-- ОТРЫВОК --

┄┄┄┄┄┄┄┄┄┄

И вот этот контекст больших событий и очень мелких вещей и их соотношение сыграли для меня большую роль – может быть, это покажется странно или смешно, но вот что я нашел тогда в жизни, и свой масштаб в ней нашел тоже, потому что выдающимся хирургом я никогда не был и больших операций не делал, а вот это была жизнь и именно глубокая жизнь взаимных отношений.

┄┄┄┄┄┄┄┄┄┄

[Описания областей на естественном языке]

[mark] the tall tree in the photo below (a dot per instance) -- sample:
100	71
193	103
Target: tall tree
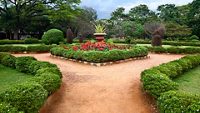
19	13
194	17
142	14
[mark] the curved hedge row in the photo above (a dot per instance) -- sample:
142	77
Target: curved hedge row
21	49
175	50
158	82
100	56
29	96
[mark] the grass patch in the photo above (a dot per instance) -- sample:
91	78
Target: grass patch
190	81
9	77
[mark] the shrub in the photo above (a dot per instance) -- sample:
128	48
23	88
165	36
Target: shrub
156	83
36	65
49	81
27	97
2	42
2	55
53	36
12	48
178	102
7	108
31	41
22	63
9	61
40	48
100	56
194	37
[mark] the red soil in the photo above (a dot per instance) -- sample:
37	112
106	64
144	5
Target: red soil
109	89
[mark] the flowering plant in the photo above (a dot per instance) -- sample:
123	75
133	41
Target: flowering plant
98	46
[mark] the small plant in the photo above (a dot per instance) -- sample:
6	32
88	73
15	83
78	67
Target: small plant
100	28
53	36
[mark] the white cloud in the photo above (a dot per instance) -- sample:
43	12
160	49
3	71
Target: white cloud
106	7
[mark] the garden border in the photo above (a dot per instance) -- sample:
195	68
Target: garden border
101	64
32	94
157	82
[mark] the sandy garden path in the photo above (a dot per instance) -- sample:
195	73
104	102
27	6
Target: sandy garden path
108	89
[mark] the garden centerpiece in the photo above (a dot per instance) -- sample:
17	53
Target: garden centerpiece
99	32
99	52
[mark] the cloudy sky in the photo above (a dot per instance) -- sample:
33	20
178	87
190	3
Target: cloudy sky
105	7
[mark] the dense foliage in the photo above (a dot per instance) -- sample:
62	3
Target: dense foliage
158	82
100	56
53	36
29	96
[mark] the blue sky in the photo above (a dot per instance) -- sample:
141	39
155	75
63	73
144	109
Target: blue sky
105	7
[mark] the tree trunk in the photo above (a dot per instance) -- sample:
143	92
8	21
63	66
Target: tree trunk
16	34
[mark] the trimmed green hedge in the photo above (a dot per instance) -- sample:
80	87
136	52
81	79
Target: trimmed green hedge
175	50
28	97
21	49
26	41
158	82
100	56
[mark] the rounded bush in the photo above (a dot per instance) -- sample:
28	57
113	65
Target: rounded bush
9	61
178	102
53	36
31	41
54	70
7	108
157	83
22	63
36	65
2	55
27	97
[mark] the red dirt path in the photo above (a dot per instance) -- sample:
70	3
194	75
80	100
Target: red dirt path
108	89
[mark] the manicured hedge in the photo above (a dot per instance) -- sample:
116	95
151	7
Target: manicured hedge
20	49
2	42
29	96
175	50
26	41
100	56
158	82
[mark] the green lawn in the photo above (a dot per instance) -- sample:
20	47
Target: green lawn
10	77
190	81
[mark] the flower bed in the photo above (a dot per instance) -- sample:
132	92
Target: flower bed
175	50
29	96
99	53
158	82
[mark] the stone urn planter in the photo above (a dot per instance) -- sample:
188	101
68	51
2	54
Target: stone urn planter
99	36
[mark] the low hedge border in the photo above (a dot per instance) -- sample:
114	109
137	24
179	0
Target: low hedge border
101	64
26	41
158	82
28	49
29	96
100	56
174	50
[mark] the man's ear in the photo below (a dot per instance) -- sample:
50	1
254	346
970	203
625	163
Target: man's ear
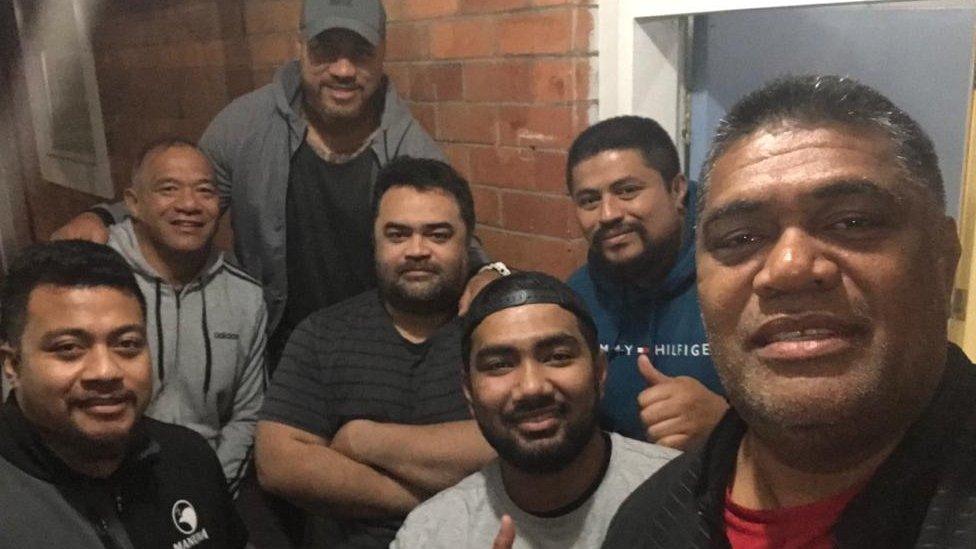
678	191
131	200
601	371
11	364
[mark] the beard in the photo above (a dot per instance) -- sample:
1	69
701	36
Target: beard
439	294
648	268
541	456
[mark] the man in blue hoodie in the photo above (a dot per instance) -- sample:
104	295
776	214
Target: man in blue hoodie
633	205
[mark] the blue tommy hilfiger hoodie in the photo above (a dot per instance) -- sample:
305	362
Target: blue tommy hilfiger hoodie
663	322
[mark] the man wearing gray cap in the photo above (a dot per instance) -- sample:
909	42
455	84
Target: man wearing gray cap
296	160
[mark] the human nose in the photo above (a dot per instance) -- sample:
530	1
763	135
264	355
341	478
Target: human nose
610	210
533	381
796	263
102	367
342	67
417	247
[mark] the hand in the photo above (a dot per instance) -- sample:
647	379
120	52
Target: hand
678	412
352	440
506	534
475	285
84	226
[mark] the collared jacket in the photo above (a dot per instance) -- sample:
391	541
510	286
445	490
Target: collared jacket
207	341
923	495
663	322
168	493
251	142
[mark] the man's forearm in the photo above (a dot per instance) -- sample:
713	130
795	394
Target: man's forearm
324	481
430	457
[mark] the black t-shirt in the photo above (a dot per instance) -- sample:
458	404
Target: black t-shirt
329	241
349	362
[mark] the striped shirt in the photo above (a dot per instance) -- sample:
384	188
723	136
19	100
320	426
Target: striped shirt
349	362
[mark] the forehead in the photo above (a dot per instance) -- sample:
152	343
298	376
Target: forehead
524	326
179	161
90	309
791	161
414	207
608	167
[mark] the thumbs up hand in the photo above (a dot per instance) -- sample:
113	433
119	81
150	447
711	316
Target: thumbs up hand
506	534
678	412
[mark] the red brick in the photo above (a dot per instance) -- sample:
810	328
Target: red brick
459	156
518	168
427	9
407	41
506	81
539	214
271	16
528	252
426	114
489	6
550	31
467	122
462	38
487	205
399	74
436	82
550	127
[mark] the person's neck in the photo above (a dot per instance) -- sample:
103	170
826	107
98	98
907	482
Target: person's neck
417	328
100	464
176	268
543	493
773	474
339	135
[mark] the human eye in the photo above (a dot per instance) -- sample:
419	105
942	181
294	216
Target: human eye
587	200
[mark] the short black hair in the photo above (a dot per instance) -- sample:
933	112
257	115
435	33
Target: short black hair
159	145
626	132
424	174
66	263
829	99
526	288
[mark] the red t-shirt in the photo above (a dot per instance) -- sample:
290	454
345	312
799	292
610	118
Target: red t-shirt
805	526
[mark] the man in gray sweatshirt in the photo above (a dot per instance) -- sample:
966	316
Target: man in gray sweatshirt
206	318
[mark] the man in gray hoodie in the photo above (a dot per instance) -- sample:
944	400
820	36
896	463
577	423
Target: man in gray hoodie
296	160
205	318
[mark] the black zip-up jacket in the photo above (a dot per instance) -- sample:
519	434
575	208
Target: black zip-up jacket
169	492
923	495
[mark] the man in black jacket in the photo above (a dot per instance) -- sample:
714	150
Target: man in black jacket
825	262
79	464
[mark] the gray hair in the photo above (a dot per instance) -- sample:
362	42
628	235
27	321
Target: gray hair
825	99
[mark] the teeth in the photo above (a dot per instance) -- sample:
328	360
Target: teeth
813	333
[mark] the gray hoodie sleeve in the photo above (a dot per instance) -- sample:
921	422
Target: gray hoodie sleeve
237	435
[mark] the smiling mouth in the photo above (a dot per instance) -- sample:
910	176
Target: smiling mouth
796	339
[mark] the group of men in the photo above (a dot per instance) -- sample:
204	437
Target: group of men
783	323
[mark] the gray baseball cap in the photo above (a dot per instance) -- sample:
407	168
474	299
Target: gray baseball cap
366	18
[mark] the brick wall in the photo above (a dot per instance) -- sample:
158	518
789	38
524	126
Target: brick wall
502	85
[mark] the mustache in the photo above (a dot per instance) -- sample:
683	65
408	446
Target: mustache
604	232
417	266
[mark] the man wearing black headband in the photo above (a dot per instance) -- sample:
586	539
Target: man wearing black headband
533	377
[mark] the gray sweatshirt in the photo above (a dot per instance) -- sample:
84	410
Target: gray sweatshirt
207	341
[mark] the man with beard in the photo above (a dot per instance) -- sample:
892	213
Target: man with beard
825	264
632	203
296	162
366	418
80	466
533	377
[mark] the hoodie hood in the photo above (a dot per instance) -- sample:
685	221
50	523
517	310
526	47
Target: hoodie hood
395	120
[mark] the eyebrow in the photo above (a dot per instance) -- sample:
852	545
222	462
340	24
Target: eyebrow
844	187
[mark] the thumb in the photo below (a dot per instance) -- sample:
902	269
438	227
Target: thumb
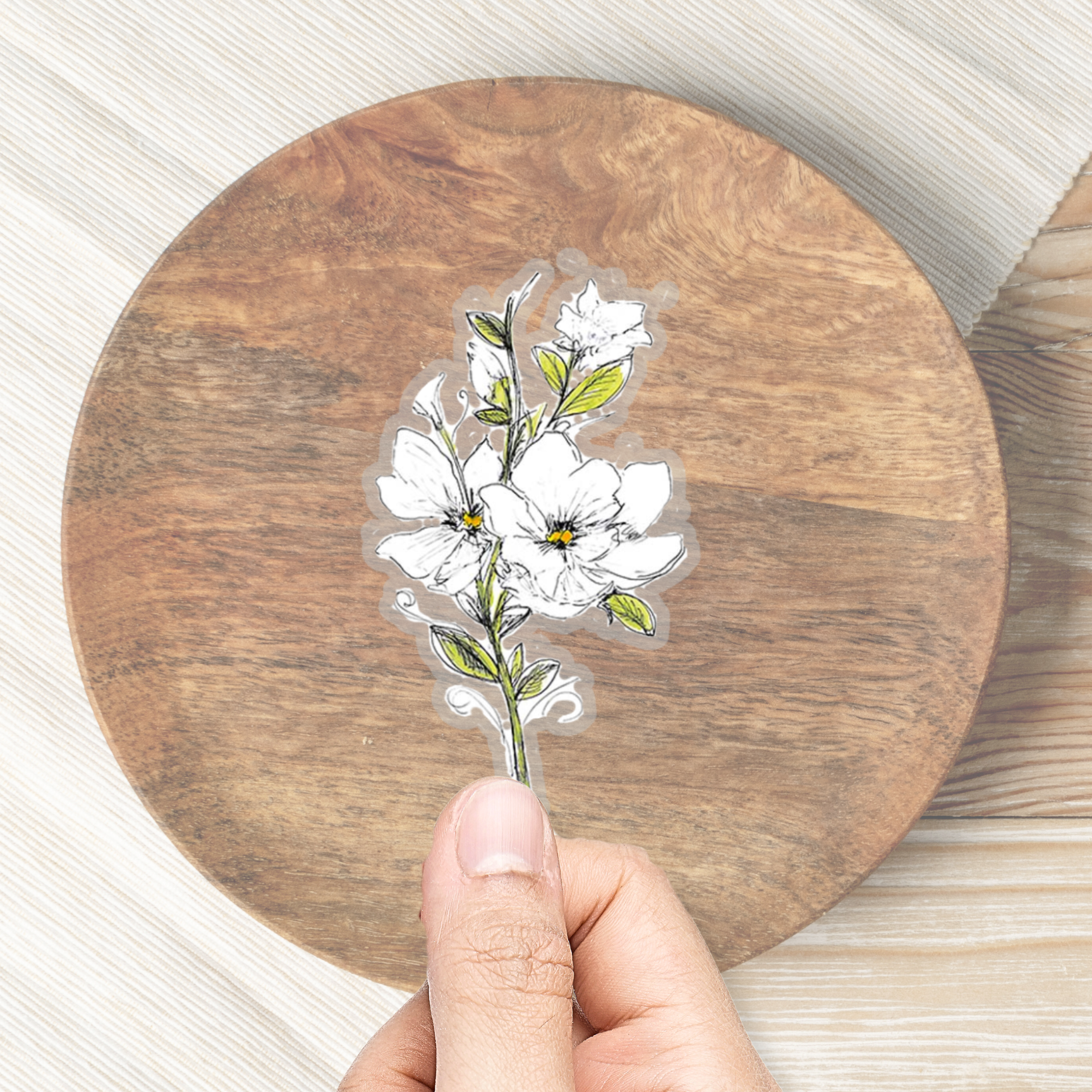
499	962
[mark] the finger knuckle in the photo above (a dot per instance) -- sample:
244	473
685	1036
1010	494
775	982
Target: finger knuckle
529	959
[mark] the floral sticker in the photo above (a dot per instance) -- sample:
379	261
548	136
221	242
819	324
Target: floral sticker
519	526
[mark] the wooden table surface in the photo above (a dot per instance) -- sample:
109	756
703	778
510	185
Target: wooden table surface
842	478
964	962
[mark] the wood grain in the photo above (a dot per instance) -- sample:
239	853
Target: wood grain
963	963
826	657
1030	751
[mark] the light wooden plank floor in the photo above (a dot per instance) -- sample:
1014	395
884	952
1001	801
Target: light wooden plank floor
964	962
1030	754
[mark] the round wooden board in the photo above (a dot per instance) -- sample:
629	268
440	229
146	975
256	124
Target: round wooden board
826	655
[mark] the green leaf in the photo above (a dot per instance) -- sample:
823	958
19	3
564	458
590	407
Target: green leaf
537	678
633	613
534	420
597	390
516	664
462	653
514	619
500	394
490	328
555	369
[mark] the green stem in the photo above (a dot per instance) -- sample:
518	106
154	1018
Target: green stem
519	749
496	619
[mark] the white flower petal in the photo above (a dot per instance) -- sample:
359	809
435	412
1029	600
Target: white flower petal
418	554
637	562
578	585
646	488
588	549
460	569
483	466
543	565
588	499
508	514
528	594
424	485
429	402
543	473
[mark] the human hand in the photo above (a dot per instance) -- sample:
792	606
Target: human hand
555	966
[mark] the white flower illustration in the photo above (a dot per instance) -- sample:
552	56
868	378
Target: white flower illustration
528	526
488	366
598	331
561	526
446	557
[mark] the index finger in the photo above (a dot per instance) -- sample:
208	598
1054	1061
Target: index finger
646	980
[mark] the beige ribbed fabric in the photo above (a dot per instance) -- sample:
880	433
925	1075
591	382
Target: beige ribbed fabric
958	124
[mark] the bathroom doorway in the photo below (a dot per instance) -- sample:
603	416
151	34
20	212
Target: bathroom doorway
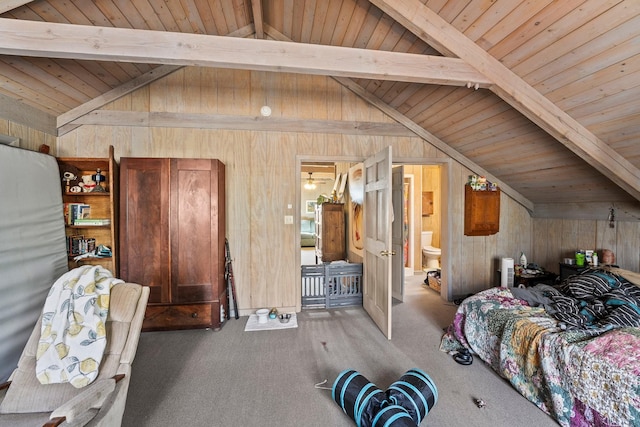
427	212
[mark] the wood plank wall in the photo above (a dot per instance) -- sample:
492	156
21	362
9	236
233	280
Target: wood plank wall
263	178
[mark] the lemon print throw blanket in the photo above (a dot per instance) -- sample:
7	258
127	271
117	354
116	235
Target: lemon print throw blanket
73	334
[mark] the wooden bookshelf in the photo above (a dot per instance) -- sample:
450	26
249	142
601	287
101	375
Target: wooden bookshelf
103	205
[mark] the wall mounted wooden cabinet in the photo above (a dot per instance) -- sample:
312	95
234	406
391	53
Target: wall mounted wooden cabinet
481	212
91	217
172	233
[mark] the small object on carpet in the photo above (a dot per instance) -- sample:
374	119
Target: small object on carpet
271	324
463	357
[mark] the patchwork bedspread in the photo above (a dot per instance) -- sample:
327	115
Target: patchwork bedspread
581	377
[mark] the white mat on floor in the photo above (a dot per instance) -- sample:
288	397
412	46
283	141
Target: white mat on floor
253	325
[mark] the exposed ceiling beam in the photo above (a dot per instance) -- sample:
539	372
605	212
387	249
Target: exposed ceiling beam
7	5
256	11
81	42
431	28
417	130
112	95
237	122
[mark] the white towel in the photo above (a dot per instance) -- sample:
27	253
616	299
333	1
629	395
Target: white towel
73	333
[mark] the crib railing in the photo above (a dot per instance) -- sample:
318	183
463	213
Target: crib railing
332	285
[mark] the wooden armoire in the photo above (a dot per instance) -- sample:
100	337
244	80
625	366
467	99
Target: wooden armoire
172	232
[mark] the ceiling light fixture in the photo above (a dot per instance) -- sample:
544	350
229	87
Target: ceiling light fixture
309	185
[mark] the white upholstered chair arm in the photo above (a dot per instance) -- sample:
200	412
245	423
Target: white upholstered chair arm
93	397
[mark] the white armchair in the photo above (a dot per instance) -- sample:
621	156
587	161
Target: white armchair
26	402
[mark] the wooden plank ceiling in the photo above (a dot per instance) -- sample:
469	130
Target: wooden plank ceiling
555	115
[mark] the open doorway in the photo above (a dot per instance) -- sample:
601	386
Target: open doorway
423	222
317	181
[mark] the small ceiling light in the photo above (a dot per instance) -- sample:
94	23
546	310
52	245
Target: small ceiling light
309	185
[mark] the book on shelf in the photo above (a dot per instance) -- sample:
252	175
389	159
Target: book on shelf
92	221
78	245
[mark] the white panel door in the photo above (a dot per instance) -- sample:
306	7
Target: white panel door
377	239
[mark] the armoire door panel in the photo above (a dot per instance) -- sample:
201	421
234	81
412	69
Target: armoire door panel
191	237
144	233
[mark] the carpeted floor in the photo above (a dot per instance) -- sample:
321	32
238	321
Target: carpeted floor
268	378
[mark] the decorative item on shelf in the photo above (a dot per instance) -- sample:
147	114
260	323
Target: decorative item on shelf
480	183
67	177
99	179
310	184
608	257
523	260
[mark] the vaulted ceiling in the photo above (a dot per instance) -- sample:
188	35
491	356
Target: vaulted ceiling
542	96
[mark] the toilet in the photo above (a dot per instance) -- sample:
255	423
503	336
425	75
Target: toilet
430	255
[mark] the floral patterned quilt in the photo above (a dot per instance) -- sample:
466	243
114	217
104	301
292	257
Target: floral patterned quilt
578	377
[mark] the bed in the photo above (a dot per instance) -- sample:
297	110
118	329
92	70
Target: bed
573	349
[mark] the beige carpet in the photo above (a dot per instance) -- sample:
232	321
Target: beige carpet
233	378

┄┄┄┄┄┄┄┄┄┄

-- ЗАДАНИЯ К УПРАЖНЕНИЮ --
a - Выпишите из отрывка без изменений весь текст, начиная со слов «И вот этот контекст» и заканчивая словами «жизнь взаимных отношений.».
b - Ответьте по отрывку на вопросы:
(i) Что, по словам рассказчика, сыграло для него большую роль?
(ii) Каким хирургом рассказчик, по его словам, никогда не был?
(iii) Каких операций он не делал?
Отвечайте, опираясь только на отрывок.

-- ОТВЕТЫ К ЗАДАНИЯМ --
a -
И вот этот контекст больших событий и очень мелких вещей и их соотношение сыграли для меня большую роль – может быть, это покажется странно или смешно, но вот что я нашел тогда в жизни, и свой масштаб в ней нашел тоже, потому что выдающимся хирургом я никогда не был и больших операций не делал, а вот это была жизнь и именно глубокая жизнь взаимных отношений.

b -
(i) Контекст больших событий и очень мелких вещей и их соотношение.
(ii) Выдающимся.
(iii) Больших.